*** Opening Document extract ***
Cathy Ludlum says she has a great life, but since childhood she's been aware not everyone thinks so.
She remembers being 5, sitting in her wheelchair as people in the supermarket looked at her and shook their heads. She wondered how she could tell them she was not to be pitied.
Years later, in the hospital, Ludlum overheard the staff talking about her, assuming she led a tragic life in an institution, even though the medical chart said otherwise — she lived on her own and ran a consulting business despite a neuromuscular disease that took away her ability to move.
"People like me are at enormous risk when we're in the hospital or otherwise disempowered," Ludlum said.
Ludlum, 47, of Manchester, believes misconceptions about people with severe disabilities can lead medical workers to give them less aggressive lifesaving options. Doctors might think they would not want to live if they were in the patient's condition and assume the patient feels the same, she said. Or medical workers might see a disability as a fatal condition, even if it is not.
That makes her wary of an effort in Connecticut to let terminally ill patients end their lives through medication prescribed by doctors.
Two Fairfield County doctors, backed by a national group, have asked a Superior Court judge to declare that state law does not prohibit doctors from prescribing lethal doses of medication to mentally competent, terminally ill patients who request it. They say doing so is not assisted suicide because the patient is already dying, making the question not if he or she will die, but when.
*** Closing Document extract ***
*** Opening Raw data ***
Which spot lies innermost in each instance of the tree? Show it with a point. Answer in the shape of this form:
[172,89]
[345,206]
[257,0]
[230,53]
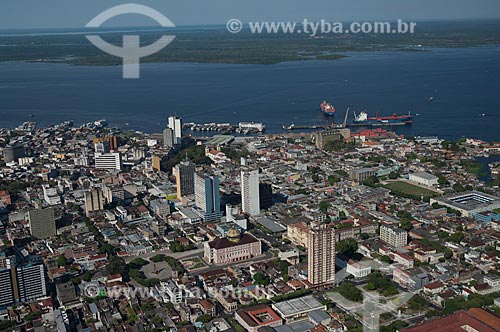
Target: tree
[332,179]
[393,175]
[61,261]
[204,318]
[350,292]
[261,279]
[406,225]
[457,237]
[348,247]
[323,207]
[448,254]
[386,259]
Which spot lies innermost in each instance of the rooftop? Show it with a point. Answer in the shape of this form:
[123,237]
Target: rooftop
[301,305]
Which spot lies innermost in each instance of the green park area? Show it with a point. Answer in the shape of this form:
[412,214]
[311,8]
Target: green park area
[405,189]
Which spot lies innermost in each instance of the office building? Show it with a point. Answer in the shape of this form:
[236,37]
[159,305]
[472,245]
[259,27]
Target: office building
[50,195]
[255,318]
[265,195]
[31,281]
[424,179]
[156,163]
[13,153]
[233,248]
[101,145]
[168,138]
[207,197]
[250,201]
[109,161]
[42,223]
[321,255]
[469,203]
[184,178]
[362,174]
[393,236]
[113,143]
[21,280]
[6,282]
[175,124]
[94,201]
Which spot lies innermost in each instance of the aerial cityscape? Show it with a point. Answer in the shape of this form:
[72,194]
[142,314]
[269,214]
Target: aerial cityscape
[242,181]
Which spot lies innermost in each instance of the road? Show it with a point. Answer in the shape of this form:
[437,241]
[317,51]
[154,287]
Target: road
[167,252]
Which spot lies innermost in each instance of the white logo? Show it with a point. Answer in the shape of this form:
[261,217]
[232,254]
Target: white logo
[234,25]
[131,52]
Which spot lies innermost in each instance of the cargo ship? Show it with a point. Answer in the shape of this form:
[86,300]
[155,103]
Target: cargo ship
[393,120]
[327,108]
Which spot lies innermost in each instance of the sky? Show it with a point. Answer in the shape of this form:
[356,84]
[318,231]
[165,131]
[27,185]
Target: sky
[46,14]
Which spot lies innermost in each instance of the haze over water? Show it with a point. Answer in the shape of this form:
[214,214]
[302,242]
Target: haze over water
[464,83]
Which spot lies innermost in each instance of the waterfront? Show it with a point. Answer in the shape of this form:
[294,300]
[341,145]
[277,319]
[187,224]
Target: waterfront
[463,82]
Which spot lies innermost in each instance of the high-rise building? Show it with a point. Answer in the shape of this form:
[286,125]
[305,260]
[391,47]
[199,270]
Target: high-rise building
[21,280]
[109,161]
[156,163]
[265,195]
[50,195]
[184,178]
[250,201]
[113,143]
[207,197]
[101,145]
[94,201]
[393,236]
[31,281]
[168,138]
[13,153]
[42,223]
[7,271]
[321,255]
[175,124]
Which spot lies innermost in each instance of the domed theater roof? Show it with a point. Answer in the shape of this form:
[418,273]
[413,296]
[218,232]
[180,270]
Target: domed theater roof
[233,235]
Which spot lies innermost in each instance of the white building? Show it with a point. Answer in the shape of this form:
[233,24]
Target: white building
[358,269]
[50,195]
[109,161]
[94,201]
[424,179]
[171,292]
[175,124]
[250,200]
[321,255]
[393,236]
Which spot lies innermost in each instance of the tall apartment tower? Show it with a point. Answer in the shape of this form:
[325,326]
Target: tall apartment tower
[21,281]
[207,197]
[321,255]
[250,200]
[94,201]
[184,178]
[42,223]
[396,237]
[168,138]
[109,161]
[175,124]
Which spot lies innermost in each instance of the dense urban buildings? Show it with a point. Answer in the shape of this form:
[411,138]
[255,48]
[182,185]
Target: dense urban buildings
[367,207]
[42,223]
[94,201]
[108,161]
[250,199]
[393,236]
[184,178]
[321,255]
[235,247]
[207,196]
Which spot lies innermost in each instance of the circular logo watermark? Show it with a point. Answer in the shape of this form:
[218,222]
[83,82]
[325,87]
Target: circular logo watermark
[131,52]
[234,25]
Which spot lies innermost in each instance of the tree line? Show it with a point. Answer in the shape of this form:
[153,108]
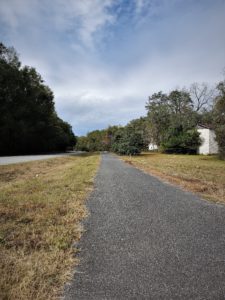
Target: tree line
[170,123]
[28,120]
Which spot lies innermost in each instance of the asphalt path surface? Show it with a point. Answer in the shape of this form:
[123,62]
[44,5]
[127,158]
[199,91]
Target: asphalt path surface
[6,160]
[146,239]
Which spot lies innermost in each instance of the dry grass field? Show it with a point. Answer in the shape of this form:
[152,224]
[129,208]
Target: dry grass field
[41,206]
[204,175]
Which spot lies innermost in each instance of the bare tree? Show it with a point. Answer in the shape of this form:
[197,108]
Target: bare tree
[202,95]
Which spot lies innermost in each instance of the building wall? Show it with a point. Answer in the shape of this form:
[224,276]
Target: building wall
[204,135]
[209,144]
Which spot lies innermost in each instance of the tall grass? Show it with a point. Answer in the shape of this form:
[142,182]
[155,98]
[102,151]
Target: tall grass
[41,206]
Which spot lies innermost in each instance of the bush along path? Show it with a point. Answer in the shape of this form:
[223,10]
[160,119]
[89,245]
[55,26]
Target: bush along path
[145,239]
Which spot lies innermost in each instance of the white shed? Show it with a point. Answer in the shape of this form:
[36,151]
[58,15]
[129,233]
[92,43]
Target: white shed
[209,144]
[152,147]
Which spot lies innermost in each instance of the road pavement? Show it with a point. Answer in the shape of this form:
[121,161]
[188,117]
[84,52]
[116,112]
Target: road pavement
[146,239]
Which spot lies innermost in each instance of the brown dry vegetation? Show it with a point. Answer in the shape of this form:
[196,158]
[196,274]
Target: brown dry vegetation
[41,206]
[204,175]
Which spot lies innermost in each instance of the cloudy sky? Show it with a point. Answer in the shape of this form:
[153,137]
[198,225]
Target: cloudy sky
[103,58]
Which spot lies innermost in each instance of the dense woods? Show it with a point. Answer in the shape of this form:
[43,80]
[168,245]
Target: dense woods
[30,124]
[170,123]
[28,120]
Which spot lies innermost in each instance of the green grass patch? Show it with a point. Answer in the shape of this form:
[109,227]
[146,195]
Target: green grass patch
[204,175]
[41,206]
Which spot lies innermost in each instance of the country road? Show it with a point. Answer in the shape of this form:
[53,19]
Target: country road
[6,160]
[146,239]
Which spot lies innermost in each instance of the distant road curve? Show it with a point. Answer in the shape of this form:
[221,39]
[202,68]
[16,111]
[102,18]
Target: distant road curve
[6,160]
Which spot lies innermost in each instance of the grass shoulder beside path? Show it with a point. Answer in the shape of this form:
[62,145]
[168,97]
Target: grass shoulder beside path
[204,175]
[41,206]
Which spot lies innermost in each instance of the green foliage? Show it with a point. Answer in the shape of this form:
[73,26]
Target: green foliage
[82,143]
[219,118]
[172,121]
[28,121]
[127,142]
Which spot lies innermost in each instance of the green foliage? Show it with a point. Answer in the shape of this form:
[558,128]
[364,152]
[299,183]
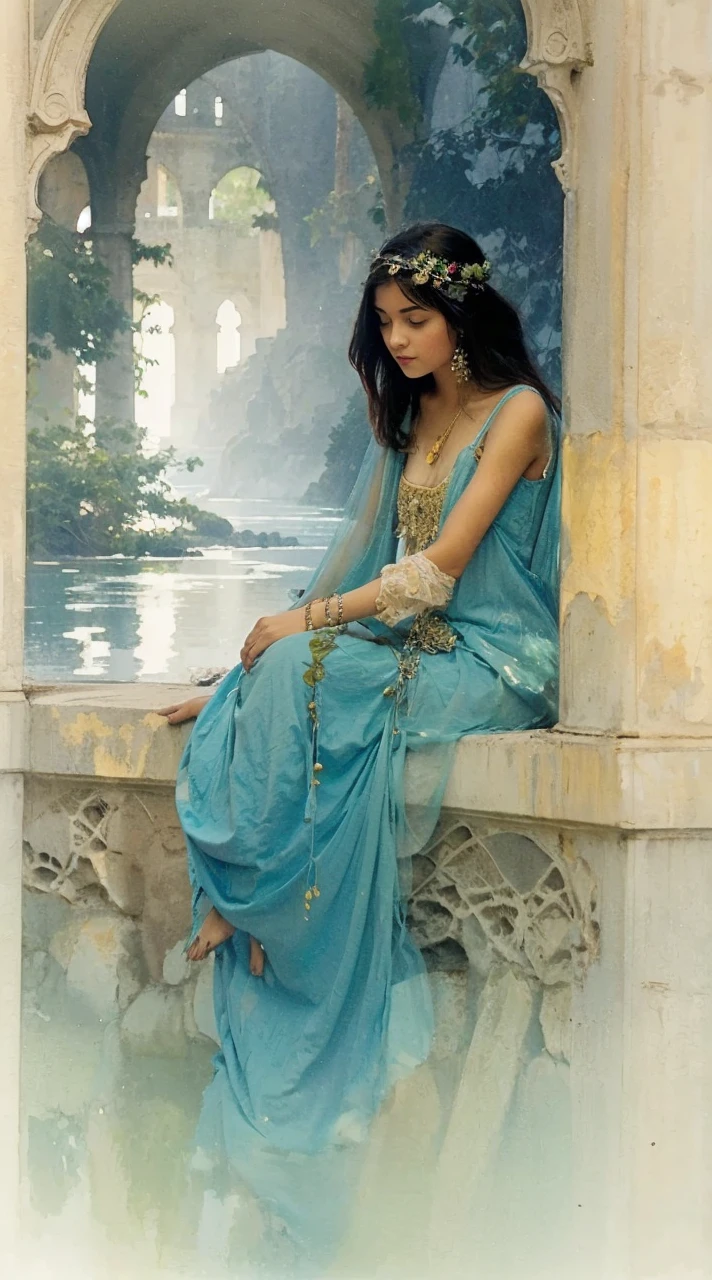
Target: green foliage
*** Closing Raw data ***
*** Opening Raw data ***
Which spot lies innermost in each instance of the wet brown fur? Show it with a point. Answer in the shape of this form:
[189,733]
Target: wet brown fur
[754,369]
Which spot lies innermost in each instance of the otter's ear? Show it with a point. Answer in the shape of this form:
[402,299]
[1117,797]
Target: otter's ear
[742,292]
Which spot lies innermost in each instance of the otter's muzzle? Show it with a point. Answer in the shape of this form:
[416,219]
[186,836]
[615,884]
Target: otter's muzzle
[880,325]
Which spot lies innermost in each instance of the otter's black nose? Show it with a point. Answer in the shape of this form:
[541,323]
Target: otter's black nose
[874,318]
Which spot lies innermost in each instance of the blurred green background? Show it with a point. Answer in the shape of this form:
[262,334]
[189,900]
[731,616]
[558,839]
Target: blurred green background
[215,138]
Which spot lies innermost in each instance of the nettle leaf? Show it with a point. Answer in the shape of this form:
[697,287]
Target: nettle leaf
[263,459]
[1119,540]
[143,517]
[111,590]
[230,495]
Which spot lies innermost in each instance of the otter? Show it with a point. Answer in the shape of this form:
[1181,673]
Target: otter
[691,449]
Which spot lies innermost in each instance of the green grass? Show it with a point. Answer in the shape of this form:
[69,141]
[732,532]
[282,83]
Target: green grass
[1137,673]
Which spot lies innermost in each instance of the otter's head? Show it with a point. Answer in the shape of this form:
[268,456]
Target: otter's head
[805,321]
*** Closing Raw data ***
Tasks to perform —
1/ From the article on Cathy Ludlum, copy word for word the part that opens with the words "Years later, in" and closes with "ability to move.".
2/ Answer these questions from the article on Cathy Ludlum:
(a) How old was Ludlum when people in the supermarket looked at her and shook their heads?
(b) How old is Ludlum, and where does she live?
(c) How many doctors asked a Superior Court judge for a ruling, and what county are they from?

Results of the tasks —
1/
Years later, in the hospital, Ludlum overheard the staff talking about her, assuming she led a tragic life in an institution, even though the medical chart said otherwise — she lived on her own and ran a consulting business despite a neuromuscular disease that took away her ability to move.

2/
(a) She was 5.
(b) She is 47 and lives in Manchester.
(c) Two doctors from Fairfield County asked for the ruling.